##### Page extract #####

34For this reason, many commercial activities appeared on the ground floor offering services and eventually encouraging vertical growth. When residents started occupying the houses, these were transformed by their needs resulting in new additions at the front, back and top of the units. Additionally, neighborhood organizations worked collectively to appropriate public spaces. They for instance territorialized open space by means of religious idols, nursed the parks, and created new sports areas. By contrast, several plazas were fenced to prevent outsiders to access them, and many gardens have been illegally privatized. Even though many spaces have changed, the main pedestrian spine and the principal open spaces still act as a superstructure that ensures the connection between public spaces and operates as a place for social interaction. (fig. 9.3)
Linked voids as urban network: Comunidad Urbana Autogestionaria Villa El Salvador - CUAVES [23]
Project conditions
35On May 11th 1971, nearly 9 000 families (approximately 45 000 people) squatted the desert area known as Tablada de Lurin to establish their houses, but were immediately relocated by the government to southern Lima. Following the urban project of Miguel Romero Sotelo – architect at the JNV – the population took possession of the lots and started to urbanize the deserted area made available for them. Following the concept of the satellite city, the Comunidad Urbana Autogestionaria Villa El Salvador (CUAVES) was organized by Sotelo in three zones (residential, industrial, and agrarian) and planned as a new democratic model of a self-organized community that would self-build progressively. In this project, the formal and the political were structured by a repetitive pattern that organized the population at all levels. Accordingly, the resulting modulo urbano (urban module) emerged as the encounter of society, state and architecture to overcome scarcity. (fig. 10.0)

##### Data #####

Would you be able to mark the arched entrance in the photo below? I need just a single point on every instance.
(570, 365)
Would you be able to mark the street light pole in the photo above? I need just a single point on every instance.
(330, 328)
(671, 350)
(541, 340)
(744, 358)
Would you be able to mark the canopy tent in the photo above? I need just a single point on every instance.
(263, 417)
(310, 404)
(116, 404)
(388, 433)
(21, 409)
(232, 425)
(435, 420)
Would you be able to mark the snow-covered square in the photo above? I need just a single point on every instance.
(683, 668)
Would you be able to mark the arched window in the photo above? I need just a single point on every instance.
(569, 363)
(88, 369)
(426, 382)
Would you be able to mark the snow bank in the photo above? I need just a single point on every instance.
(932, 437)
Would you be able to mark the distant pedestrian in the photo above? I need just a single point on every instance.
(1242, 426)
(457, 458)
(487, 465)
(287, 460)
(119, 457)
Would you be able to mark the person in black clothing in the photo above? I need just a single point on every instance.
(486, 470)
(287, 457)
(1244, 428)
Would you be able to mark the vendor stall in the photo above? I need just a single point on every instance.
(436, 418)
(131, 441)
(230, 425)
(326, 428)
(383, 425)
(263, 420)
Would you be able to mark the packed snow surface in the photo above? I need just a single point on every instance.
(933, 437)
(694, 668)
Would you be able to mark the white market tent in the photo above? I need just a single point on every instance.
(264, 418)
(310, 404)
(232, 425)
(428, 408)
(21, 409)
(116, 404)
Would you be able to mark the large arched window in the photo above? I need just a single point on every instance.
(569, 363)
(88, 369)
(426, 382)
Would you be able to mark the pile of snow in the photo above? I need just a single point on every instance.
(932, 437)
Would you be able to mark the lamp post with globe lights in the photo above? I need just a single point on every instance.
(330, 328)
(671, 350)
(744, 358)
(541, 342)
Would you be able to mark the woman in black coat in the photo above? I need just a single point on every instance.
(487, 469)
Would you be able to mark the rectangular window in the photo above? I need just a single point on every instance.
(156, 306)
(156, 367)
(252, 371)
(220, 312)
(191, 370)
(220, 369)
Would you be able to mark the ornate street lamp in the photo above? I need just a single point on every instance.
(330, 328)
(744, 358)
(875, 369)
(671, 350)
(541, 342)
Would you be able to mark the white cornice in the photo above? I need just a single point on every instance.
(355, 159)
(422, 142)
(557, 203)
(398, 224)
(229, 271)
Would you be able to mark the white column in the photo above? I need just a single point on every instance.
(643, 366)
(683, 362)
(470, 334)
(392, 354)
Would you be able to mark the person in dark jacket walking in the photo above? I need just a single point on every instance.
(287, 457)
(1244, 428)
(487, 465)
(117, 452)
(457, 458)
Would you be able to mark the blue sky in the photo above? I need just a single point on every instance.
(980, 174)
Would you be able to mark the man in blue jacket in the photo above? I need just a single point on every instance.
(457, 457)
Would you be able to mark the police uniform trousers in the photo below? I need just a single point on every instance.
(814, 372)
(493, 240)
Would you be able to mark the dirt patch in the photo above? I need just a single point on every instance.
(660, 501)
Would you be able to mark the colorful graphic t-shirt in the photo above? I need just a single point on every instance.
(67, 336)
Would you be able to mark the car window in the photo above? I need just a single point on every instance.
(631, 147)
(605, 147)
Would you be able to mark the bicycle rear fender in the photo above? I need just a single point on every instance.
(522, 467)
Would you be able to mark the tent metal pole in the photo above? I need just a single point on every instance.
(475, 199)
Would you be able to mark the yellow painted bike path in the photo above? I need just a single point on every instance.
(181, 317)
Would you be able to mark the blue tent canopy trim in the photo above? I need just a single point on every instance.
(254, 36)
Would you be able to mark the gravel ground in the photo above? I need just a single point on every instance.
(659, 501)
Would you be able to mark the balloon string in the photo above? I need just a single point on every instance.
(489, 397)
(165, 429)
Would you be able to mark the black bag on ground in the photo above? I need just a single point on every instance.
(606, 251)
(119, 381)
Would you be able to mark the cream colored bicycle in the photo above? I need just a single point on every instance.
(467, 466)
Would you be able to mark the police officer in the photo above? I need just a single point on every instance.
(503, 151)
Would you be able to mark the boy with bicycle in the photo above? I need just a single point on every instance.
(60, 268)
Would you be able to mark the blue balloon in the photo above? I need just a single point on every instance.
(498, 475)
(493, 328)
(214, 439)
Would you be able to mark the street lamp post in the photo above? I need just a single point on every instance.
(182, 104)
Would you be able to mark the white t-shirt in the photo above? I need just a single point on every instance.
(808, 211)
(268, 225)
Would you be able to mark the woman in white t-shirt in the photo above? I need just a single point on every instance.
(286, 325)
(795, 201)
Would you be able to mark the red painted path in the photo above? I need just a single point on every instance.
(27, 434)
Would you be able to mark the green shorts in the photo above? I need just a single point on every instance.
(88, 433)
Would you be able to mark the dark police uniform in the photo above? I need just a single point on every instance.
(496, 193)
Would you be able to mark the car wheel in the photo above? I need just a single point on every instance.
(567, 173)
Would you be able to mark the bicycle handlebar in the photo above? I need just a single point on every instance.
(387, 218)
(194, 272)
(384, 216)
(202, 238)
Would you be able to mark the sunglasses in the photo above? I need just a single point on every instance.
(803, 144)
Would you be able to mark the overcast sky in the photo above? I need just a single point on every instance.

#####

What the task requires:
Answer these questions from the page extract above:
1. How did neighborhood organizations territorialize open space?
2. How many families squatted the desert area known as Tablada de Lurin on May 11th 1971?
3. Into which three zones was CUAVES organized?

Output:
1. By means of religious idols.
2. Nearly 9 000 families (approximately 45 000 people).
3. Residential, industrial, and agrarian.